*** Opening EXCERPT PROVIDED ***

But that was not enough for this extraordinarily outward looking school principal. Belvoir Park has adopted an 'international policy', and has moved since 2004 from being a 'single identity' school in an estate once perceived as a 'no go' area for Catholics to one which boasts children from Nigeria, Poland, Lithuania, Malaysia, Sri Lanka, India and South America.

Meanwhile Billy Tate's outreach to the island of Ireland and its culture has continued. First he introduced Irish traditional music and dancing into the school. Then some of the children asked if they could try their hand at Gaelic games. He turned for assistance to two visionary secondary principals, P.J. O'Grady of St Patrick's College, Bearnageeha in Catholic north Belfast and Andy McMorran of Ashfield Boys High School in Protestant east Belfast, who had come together in a mould-breaking initiative to play hurling and shinty together (see below). GAA coaches from Tyrone and the Bredagh club in south Belfast coached the Belvoir Park children in Gaelic football and hurling, and in their first hurling tournament they won one game and drew two.

*** Closing EXCERPT PROVIDED ***
*** Opening DATA SECTION ***

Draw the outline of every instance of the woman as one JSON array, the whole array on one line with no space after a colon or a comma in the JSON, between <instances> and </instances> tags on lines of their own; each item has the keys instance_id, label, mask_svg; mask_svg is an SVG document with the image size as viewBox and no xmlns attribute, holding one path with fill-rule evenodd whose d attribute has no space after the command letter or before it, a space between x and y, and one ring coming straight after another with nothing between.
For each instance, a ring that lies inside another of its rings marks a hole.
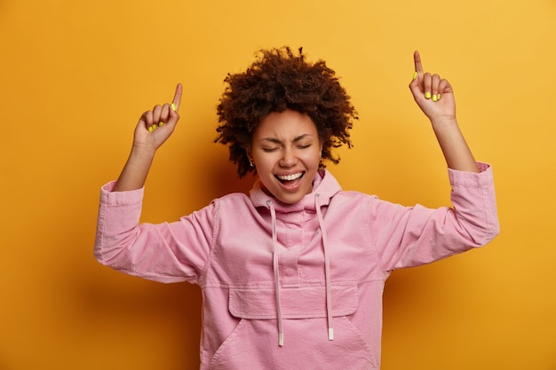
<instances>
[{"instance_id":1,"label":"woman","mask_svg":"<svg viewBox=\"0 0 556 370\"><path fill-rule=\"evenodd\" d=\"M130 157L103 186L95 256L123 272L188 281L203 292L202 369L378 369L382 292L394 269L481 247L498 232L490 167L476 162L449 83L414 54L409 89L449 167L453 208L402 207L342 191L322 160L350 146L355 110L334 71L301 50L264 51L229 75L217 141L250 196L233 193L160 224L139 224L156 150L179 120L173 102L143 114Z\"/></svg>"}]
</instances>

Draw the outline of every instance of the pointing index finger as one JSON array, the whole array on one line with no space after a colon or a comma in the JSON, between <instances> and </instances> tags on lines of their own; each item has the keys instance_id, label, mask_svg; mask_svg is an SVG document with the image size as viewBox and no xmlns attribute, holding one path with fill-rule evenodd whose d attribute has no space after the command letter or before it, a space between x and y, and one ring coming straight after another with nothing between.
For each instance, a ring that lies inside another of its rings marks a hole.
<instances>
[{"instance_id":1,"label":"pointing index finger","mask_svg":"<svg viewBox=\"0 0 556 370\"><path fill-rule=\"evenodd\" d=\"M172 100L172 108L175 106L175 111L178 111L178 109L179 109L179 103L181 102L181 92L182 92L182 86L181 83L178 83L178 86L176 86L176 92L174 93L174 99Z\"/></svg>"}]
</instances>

*** Closing DATA SECTION ***

WHAT NEEDS TO BE DONE
Extend the passage about Belvoir Park school, picking up right after its last sentence. The rows are separate from the passage about Belvoir Park school.

OUTPUT FOR THIS EXERCISE
'We see sport as a bridge-builder', says Tate. 'There is something profound about watching children in Rangers or Linfield shirts playing Gaelic games, and it points to a new future in Northern Ireland for everyone.' He is pretty sure this is the first time that Gaelic games have been played in a controlled (i.e. largely Protestant) primary school anywhere in Belfast, and probably in Northern Ireland. His hope is that it will begin to make the GAA 'more accessible and welcoming to the Protestant community' and that Catholic schools will start to embrace his beloved rugby in the same spirit.

The GAA is already responding. Two years ago the first sporting contacts had been initiated between Ashfield High and St Patrick's Bearnageeha. Last year this led, under the guidance of the Ulster Council's community development manager, Ryan Feeney, to five boys from each school, plus five more from Corpus Christi College in Ballymurphy in Catholic west Belfast and the Boys Model School on the Protestant Crumlin Road, forming a squad which went to Inverness in Scotland to play in an under-16 shinty tournament there (for those not in the know, shinty is a close Scottish relation of hurling).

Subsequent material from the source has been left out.